▶ **TO BE DONE**
Reproduce the lines below from the one containing "Identify the bathroom mirror" through the end, both ends included, with nothing changed.

Lines of an object-pointing dataset:
· · · · ·

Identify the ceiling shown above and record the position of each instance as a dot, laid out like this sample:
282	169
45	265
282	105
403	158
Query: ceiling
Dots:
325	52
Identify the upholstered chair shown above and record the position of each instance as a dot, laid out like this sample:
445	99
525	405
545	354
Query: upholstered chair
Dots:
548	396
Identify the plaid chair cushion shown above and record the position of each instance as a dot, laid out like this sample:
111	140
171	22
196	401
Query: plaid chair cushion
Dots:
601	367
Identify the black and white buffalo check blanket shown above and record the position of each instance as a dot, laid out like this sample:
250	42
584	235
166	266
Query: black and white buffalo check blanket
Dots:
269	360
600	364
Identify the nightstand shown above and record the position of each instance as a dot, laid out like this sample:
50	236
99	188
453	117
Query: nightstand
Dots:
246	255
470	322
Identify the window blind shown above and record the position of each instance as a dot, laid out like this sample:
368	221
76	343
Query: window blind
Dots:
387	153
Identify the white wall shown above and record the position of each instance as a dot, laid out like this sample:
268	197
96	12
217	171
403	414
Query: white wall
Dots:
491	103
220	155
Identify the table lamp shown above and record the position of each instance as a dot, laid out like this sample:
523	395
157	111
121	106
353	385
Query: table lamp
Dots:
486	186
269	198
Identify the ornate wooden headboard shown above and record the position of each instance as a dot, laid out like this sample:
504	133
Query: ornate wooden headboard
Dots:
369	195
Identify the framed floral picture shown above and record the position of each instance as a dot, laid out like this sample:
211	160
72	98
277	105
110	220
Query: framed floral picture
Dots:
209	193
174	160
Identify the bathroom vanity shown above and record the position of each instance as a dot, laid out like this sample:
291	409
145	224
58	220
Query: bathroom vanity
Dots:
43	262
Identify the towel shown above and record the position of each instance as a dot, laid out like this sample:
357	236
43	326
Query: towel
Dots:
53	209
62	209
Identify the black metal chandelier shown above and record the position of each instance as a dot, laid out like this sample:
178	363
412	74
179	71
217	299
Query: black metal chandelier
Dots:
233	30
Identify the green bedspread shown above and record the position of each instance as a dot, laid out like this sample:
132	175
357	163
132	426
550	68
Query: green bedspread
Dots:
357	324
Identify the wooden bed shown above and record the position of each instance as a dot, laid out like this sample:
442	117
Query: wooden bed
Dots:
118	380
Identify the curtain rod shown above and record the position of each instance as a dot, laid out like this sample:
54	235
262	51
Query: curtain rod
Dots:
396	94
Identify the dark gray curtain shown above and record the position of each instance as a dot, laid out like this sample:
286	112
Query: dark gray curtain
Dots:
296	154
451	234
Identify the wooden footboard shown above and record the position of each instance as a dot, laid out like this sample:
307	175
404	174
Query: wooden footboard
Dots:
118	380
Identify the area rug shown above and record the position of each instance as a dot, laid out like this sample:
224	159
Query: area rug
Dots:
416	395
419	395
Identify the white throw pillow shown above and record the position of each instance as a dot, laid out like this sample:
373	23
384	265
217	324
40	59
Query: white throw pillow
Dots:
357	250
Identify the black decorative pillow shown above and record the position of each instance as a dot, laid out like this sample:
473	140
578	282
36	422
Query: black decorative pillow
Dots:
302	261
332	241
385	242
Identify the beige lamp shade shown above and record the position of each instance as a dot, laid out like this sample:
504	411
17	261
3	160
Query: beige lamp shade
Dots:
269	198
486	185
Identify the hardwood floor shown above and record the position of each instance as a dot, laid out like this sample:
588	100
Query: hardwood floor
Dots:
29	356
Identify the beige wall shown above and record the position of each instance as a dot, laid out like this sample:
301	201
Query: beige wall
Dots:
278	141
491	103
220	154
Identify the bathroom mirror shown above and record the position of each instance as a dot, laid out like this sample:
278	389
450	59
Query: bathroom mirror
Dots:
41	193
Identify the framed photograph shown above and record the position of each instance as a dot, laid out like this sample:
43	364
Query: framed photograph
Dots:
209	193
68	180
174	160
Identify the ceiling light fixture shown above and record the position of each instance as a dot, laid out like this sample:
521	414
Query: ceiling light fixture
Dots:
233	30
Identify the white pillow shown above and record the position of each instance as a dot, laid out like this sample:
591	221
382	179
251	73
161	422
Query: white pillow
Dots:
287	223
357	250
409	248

· · · · ·

▶ **WRITTEN ANSWER**
Identify the bathroom mirror shown above and record the position of each instance as a dot, laid out like this sample:
278	389
450	59
Query: bathroom mirror
Dots:
41	193
Identify the framed photograph shown above and record the position of each instance as a dot, laid out like this sample:
43	364
Query: framed photograph
Dots:
209	193
68	180
174	160
Identify the ceiling light fixture shown above and record the position of each instance as a dot, laid out like this sample:
521	414
Query: ceiling light fixture
Dots:
233	30
Identify the white pillow shown above and record the position of each instance as a dot, laid out like this sample:
591	221
382	179
251	73
161	422
Query: white pillow
Dots:
287	223
357	250
409	248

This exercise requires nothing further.